Could you return, word for word, the stretch of rows from the one containing "the riverbank, returning" through the last row?

[Records start]

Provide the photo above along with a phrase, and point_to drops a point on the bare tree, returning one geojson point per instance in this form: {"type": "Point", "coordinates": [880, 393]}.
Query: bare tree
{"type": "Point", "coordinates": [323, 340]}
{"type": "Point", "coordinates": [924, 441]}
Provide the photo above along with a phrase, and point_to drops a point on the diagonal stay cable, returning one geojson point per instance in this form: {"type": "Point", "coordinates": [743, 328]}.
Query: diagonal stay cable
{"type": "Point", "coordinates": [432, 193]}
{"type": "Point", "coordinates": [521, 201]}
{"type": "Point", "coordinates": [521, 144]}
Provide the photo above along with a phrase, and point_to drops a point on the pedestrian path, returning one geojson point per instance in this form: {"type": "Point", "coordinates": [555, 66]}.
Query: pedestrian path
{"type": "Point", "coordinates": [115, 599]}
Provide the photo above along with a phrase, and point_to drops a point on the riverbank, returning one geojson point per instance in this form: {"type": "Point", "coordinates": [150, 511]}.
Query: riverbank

[Records end]

Task output:
Provide the photo above along with a phrase, and point_to drops a point on the riverbank, returning one geojson point per instance in this form: {"type": "Point", "coordinates": [150, 511]}.
Query: riverbank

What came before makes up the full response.